== GIVEN RECORDS ==

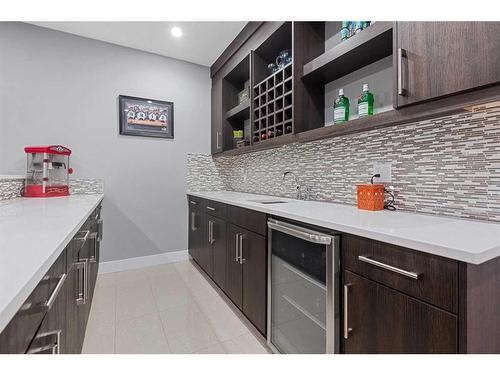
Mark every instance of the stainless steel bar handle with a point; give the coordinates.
(99, 230)
(410, 274)
(347, 329)
(55, 292)
(241, 238)
(93, 257)
(217, 139)
(86, 280)
(299, 232)
(82, 293)
(401, 89)
(237, 257)
(82, 236)
(211, 232)
(193, 225)
(55, 347)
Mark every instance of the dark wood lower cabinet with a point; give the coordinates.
(218, 236)
(234, 278)
(199, 247)
(53, 319)
(386, 321)
(246, 282)
(51, 337)
(254, 261)
(214, 244)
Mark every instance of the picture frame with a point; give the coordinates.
(144, 117)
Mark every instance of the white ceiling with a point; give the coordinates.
(201, 42)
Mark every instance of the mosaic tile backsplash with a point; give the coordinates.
(446, 166)
(12, 187)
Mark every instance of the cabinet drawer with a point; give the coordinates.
(16, 337)
(248, 219)
(216, 209)
(378, 319)
(424, 276)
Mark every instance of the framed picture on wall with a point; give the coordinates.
(146, 117)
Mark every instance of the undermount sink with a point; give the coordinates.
(267, 201)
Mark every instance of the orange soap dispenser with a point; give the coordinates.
(371, 196)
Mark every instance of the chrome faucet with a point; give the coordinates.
(298, 186)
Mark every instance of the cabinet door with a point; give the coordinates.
(197, 239)
(216, 127)
(74, 339)
(193, 221)
(234, 278)
(442, 58)
(382, 320)
(254, 254)
(19, 333)
(51, 337)
(218, 239)
(205, 252)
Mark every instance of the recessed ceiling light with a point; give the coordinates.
(176, 31)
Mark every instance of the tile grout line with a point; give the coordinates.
(158, 312)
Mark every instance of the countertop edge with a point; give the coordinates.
(11, 309)
(425, 247)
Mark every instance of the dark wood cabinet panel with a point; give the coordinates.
(248, 219)
(215, 208)
(216, 119)
(254, 253)
(219, 251)
(234, 276)
(74, 340)
(17, 336)
(205, 251)
(386, 321)
(196, 236)
(54, 317)
(443, 58)
(51, 337)
(438, 277)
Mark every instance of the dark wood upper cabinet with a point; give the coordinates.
(216, 116)
(383, 320)
(254, 254)
(436, 59)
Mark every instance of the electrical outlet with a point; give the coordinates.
(384, 168)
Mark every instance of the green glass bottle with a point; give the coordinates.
(365, 102)
(341, 108)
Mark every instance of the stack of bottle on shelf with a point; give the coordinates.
(341, 105)
(350, 28)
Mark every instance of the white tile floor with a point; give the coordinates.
(170, 308)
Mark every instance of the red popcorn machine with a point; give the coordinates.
(47, 171)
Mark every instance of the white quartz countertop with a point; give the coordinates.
(464, 240)
(33, 233)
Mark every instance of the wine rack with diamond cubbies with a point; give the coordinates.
(272, 106)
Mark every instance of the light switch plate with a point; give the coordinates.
(384, 168)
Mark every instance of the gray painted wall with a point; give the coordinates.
(60, 88)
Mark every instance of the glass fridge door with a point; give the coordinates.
(298, 294)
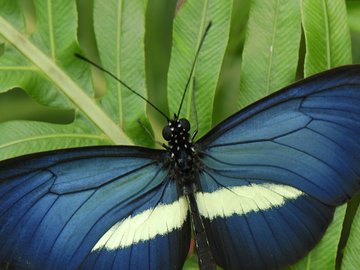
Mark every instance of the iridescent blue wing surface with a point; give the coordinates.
(275, 171)
(91, 208)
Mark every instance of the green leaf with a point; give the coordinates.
(352, 249)
(22, 137)
(271, 49)
(323, 256)
(189, 25)
(45, 67)
(353, 11)
(119, 31)
(327, 35)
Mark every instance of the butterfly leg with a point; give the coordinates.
(205, 256)
(195, 113)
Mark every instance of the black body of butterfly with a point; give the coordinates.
(259, 190)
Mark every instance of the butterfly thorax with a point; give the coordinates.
(182, 152)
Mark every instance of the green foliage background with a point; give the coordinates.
(253, 48)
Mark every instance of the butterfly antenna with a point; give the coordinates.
(122, 83)
(193, 66)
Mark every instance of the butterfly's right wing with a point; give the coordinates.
(274, 172)
(91, 208)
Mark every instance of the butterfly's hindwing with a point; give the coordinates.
(56, 208)
(303, 144)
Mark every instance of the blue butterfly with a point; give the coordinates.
(259, 190)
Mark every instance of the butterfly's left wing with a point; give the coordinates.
(91, 208)
(274, 172)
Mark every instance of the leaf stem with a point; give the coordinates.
(65, 84)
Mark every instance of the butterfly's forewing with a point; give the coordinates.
(71, 208)
(277, 169)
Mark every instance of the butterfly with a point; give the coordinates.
(259, 190)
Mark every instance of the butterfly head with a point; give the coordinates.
(176, 133)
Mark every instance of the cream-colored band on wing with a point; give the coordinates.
(144, 226)
(241, 200)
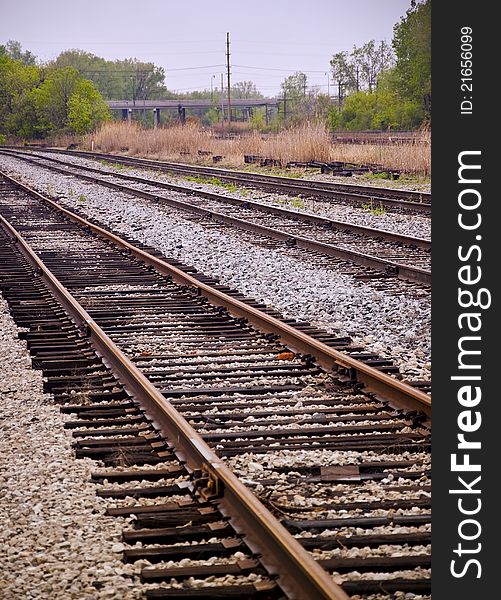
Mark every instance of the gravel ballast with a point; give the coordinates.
(395, 324)
(55, 541)
(370, 216)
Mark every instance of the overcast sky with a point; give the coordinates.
(269, 39)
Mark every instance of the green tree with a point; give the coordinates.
(86, 108)
(67, 101)
(53, 95)
(294, 86)
(13, 50)
(17, 110)
(373, 58)
(343, 73)
(412, 45)
(118, 79)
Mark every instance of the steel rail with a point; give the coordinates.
(307, 217)
(390, 197)
(299, 575)
(382, 385)
(406, 272)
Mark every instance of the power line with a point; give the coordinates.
(274, 69)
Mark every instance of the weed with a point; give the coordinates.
(377, 211)
(297, 202)
(301, 144)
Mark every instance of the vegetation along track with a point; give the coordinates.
(387, 198)
(394, 254)
(157, 366)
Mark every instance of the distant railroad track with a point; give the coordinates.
(157, 366)
(389, 198)
(397, 255)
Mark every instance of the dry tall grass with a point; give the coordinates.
(301, 144)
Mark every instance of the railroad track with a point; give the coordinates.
(389, 198)
(161, 369)
(393, 254)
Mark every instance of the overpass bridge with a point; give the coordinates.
(244, 104)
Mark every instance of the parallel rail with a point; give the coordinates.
(389, 198)
(402, 268)
(297, 576)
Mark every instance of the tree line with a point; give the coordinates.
(374, 86)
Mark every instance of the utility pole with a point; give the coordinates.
(229, 77)
(222, 100)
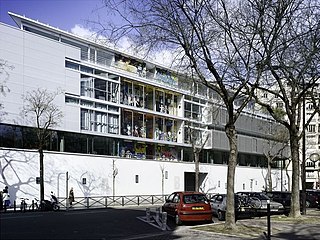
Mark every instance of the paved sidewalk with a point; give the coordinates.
(281, 230)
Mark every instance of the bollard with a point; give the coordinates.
(157, 214)
(148, 214)
(164, 221)
(269, 223)
(87, 200)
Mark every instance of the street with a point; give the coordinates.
(81, 224)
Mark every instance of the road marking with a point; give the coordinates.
(20, 216)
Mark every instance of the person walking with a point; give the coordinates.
(71, 196)
(6, 197)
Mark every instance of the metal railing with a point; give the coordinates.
(96, 202)
(112, 201)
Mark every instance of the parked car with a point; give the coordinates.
(283, 197)
(312, 198)
(188, 206)
(262, 200)
(242, 207)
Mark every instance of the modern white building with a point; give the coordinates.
(125, 129)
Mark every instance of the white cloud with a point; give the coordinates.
(163, 57)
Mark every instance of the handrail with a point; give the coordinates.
(101, 202)
(111, 201)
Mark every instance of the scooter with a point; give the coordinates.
(51, 205)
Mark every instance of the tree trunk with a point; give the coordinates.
(41, 175)
(269, 179)
(295, 192)
(196, 161)
(230, 214)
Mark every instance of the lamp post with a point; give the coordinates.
(315, 157)
(303, 164)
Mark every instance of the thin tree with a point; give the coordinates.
(274, 151)
(44, 114)
(212, 40)
(5, 68)
(289, 41)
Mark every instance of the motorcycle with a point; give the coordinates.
(50, 205)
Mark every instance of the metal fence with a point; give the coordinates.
(98, 202)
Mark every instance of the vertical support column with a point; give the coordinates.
(164, 221)
(148, 214)
(157, 214)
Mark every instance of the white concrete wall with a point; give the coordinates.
(37, 63)
(20, 168)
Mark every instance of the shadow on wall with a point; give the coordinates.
(18, 172)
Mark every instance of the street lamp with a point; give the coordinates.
(315, 157)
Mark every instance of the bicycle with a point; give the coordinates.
(23, 205)
(34, 205)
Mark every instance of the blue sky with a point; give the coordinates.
(64, 14)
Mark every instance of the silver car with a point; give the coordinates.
(243, 207)
(262, 201)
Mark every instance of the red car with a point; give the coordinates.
(188, 206)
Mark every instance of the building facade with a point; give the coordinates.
(127, 123)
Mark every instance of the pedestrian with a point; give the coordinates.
(6, 197)
(71, 196)
(1, 200)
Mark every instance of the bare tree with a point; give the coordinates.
(275, 151)
(44, 114)
(212, 38)
(5, 67)
(288, 37)
(198, 139)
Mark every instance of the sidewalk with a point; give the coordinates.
(282, 228)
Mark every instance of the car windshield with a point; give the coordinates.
(194, 198)
(262, 196)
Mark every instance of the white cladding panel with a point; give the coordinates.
(98, 171)
(37, 62)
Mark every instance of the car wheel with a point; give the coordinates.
(220, 216)
(177, 219)
(308, 204)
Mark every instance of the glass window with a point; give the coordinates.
(149, 98)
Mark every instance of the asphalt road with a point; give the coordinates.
(81, 224)
(123, 224)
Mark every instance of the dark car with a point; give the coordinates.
(262, 200)
(188, 206)
(242, 207)
(282, 197)
(312, 198)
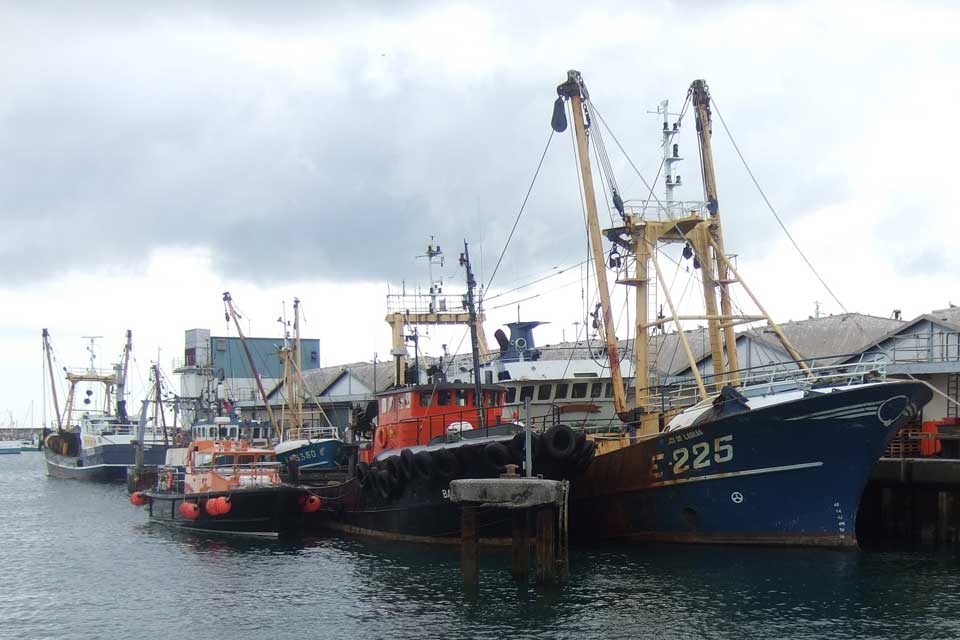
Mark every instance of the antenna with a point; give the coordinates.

===

◆ WORK TO BE COMPLETED: Only the lines from the one containing "Mark every instance of the asphalt" through the final line of the records should be retyped, exactly, with every picture omitted.

◆ SOLUTION TO THIS EXERCISE:
Mark every instance of the asphalt road with a point; give the coordinates.
(81, 224)
(123, 224)
Mark every instance of the dark car with a point; give the coordinates.
(262, 200)
(188, 206)
(242, 207)
(282, 197)
(312, 198)
Mark every instance of the antenna with a point; give the coordinates.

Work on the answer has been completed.